### Text zur Durchsicht
"""

In den USA hat die Verlängerung der Steuervergünstigungen im Rahmen des Inflation Reduction Act das Interesse am Bau von Windparks wieder geweckt.
Auch in Europa sind die Erwartungen an Wind- und Sonnenenergie hoch.
Laut dem im Januar veröffentlichten Bericht der Internationalen Energieagentur wird sich der Anteil von Wind- und Sonnenenergie bis 2028 auf 25% der gesamten Stromerzeugungskapazität verdoppeln.
Anthony Sandra, Portfoliomanager KBC Asset Management
Mehrere europäische Regierungen haben die Gebotspreise für die Auktion von Kapazitäten für erneuerbare Energien erhöht. So können die höheren Investitions- und Finanzierungskosten für die Bauherren ausgeglichen werden. Außerdem wird die Erteilung von Genehmigungen beschleunigt und stark in den Ausbau des Stromnetzes investiert, um den „Stau“ beim Anschluss neuer Projekte für erneuerbare Energien aufzulösen. „Denn Europa bleibt seinem Ziel verpflichtet, die Treibhausgasemissionen bis 2030 um 55% zu reduzieren und bis 2050 klimaneutral zu sein. Um dieses Ziel zu erreichen, ist eine Beschleunigung des Ausbaus der erneuerbaren Energien unerlässlich“, so Sandra.

"""

### Gegebene Zeilen

"""

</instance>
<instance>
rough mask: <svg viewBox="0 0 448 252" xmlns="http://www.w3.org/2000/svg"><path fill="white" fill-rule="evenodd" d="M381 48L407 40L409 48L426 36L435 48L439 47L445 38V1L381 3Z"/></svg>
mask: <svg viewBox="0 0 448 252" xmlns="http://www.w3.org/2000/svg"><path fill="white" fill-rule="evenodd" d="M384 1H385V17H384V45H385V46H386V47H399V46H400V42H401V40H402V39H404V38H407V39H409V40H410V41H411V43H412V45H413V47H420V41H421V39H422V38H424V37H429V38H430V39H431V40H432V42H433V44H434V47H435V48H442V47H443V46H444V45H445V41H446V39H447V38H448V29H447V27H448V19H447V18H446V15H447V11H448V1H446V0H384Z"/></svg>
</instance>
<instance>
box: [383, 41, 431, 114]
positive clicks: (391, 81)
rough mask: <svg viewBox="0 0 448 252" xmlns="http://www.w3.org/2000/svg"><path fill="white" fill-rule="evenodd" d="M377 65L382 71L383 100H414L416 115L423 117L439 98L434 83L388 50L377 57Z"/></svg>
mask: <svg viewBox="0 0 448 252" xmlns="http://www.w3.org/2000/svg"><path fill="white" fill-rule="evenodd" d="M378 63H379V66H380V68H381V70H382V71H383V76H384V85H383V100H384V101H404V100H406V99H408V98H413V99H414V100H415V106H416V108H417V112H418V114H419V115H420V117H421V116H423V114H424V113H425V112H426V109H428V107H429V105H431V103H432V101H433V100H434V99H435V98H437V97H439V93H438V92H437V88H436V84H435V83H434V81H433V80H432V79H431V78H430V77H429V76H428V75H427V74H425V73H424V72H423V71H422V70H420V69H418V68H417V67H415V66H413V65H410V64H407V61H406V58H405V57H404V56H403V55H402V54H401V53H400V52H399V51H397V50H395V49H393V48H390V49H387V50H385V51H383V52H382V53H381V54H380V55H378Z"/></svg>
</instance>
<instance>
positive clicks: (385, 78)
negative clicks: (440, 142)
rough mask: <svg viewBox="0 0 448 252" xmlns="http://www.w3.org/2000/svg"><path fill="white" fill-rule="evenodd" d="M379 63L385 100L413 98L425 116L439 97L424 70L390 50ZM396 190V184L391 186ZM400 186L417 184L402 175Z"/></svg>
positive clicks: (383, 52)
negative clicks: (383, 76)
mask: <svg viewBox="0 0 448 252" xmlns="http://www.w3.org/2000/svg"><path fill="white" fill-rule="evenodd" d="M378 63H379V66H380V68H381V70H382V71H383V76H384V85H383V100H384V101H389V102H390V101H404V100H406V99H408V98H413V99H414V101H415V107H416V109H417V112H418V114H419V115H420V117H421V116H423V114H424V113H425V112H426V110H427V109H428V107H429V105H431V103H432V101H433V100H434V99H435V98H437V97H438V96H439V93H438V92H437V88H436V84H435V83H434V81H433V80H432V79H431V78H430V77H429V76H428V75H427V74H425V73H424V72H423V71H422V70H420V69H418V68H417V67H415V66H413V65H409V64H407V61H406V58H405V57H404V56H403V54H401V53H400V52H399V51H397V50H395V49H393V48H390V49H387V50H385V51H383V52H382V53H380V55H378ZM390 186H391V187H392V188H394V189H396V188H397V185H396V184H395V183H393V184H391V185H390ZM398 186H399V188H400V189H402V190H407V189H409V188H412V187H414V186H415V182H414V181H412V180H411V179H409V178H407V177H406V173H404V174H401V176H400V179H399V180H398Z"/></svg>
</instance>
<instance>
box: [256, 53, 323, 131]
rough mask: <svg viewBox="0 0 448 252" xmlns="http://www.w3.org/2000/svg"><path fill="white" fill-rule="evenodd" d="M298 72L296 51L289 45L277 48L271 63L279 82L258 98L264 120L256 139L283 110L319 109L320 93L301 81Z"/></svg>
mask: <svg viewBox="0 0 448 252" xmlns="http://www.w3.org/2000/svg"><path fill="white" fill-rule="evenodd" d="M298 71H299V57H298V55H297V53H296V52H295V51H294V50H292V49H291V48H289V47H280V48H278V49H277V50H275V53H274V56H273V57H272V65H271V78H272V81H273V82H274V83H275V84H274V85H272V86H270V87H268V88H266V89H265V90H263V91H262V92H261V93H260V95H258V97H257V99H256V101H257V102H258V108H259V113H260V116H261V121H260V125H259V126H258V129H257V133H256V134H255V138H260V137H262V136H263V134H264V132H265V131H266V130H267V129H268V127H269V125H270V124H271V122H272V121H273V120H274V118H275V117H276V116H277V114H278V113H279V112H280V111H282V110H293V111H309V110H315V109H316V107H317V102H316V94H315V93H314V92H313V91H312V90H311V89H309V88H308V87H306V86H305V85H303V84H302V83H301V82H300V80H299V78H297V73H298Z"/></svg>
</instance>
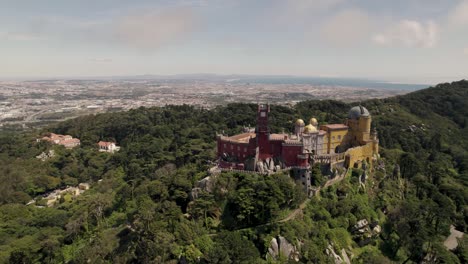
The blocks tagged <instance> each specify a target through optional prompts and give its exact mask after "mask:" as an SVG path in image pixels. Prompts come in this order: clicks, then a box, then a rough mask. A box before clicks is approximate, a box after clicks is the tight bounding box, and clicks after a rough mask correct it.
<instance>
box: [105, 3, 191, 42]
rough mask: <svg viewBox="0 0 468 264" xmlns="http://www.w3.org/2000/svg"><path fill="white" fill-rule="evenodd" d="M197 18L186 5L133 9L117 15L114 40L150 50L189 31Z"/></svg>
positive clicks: (183, 34)
mask: <svg viewBox="0 0 468 264" xmlns="http://www.w3.org/2000/svg"><path fill="white" fill-rule="evenodd" d="M196 22H197V20H196V18H195V15H194V13H193V12H192V10H191V9H188V8H176V9H170V10H161V11H149V12H142V13H134V14H131V15H128V16H125V17H121V18H119V19H117V21H115V23H114V25H113V26H114V32H115V37H116V38H117V40H119V41H121V42H122V43H123V44H125V45H128V46H131V47H133V48H137V49H143V50H154V49H157V48H159V47H161V46H162V45H165V44H168V43H171V42H173V41H176V40H180V39H181V38H183V37H184V36H186V35H188V34H190V33H191V32H192V30H193V27H194V24H195V23H196Z"/></svg>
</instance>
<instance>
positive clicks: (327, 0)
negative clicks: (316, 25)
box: [261, 0, 347, 25]
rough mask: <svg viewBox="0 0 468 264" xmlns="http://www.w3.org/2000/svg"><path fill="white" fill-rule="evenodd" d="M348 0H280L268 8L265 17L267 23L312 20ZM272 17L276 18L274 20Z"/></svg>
mask: <svg viewBox="0 0 468 264" xmlns="http://www.w3.org/2000/svg"><path fill="white" fill-rule="evenodd" d="M346 1H347V0H287V1H284V0H279V1H276V2H273V1H272V2H273V4H272V5H271V6H270V7H269V8H267V12H266V13H265V14H264V17H263V16H261V18H262V19H263V20H265V22H266V23H273V24H280V25H281V24H290V23H292V22H295V21H296V22H297V21H299V22H301V23H303V22H304V21H305V20H306V21H310V20H311V19H314V18H316V16H319V15H323V14H324V13H327V12H328V11H329V10H331V9H333V8H336V7H338V6H339V5H341V4H342V3H344V2H346ZM272 18H274V19H273V20H272Z"/></svg>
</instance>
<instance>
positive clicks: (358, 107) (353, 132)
mask: <svg viewBox="0 0 468 264" xmlns="http://www.w3.org/2000/svg"><path fill="white" fill-rule="evenodd" d="M371 122H372V118H371V115H370V113H369V111H368V110H367V109H366V108H365V107H364V106H361V105H359V106H355V107H353V108H351V110H349V113H348V120H347V122H346V125H348V127H349V136H350V141H351V142H352V145H365V144H366V143H368V142H370V141H371V137H370V134H371V131H370V129H371Z"/></svg>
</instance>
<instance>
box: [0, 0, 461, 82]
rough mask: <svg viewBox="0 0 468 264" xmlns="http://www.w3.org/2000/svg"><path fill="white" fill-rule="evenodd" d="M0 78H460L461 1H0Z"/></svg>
mask: <svg viewBox="0 0 468 264" xmlns="http://www.w3.org/2000/svg"><path fill="white" fill-rule="evenodd" d="M0 58H1V60H0V79H6V78H32V79H34V78H60V77H62V78H73V77H93V76H131V75H144V74H150V75H175V74H193V73H213V74H226V75H228V74H251V75H293V76H312V77H340V78H365V79H373V80H384V81H389V82H401V83H422V84H435V83H438V82H445V81H455V80H459V79H466V78H468V70H467V69H468V0H445V1H439V0H395V1H385V0H290V1H282V0H268V1H267V0H259V1H247V0H226V1H223V0H172V1H171V0H160V1H150V0H141V1H123V0H100V1H91V0H81V1H60V0H44V1H33V0H30V1H26V0H19V1H13V0H11V1H3V0H0Z"/></svg>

"""

### Fragen zum Text
(a) Laut dem Text über erneuerbare Energien soll sich der Anteil von Wind- und Sonnenenergie bis 2028 verdoppeln. Welchen Anteil an der gesamten Stromerzeugungskapazität erreicht er dann?
(b) Setzen Sie den Text über erneuerbare Energien nach seinem letzten Satz fort.

### Lösungen zur Übung
(a) Er erreicht 25% der gesamten Stromerzeugungskapazität.

(b)
Chancen für Umwelt und Anleger
Auch wenn sich die Investitionen in die Energiewende einerseits mit dem Konjunkturzyklus mitbewegen und andererseits durch geopolitische Belange vorübergehend behindert werden können, sind sich alle einig: Der Trend der Energiewende und das Thema alternative Energien sind unumkehrbar, was auch für Anleger ein breiteres Spektrum an Möglichkeiten bietet.
Die Energiewende ist wieder auf dem Radar. Die Aussichten sind kurz- und langfristig gut. Die aktuelle Bewertung bietet Chancen. Das sind gute Nachrichten für erneuerbare Energien, für intelligente Stromnetze und Energiezähler.
Alles deutet darauf hin, dass der Ausbau der erneuerbaren Energien in den kommenden Jahren noch schneller vonstatten gehen wird als in der Vergangenheit. Das ist auch ein „Muss“, denn ohne einen drastischen Ausbau des Bereichs der erneuerbaren Energien wird die Welt das Ziel von Netto-Null-Emissionen bis 2050 nicht erreichen.
„Solange das Geschäftsmodell intakt bleibt, wird sich die Branche wieder erholen. Denn erneuerbare Energien sind für die Verringerung der Treibhausgase und die Bekämpfung des Klimawandels von entscheidender Bedeutung“, schließt Sandra.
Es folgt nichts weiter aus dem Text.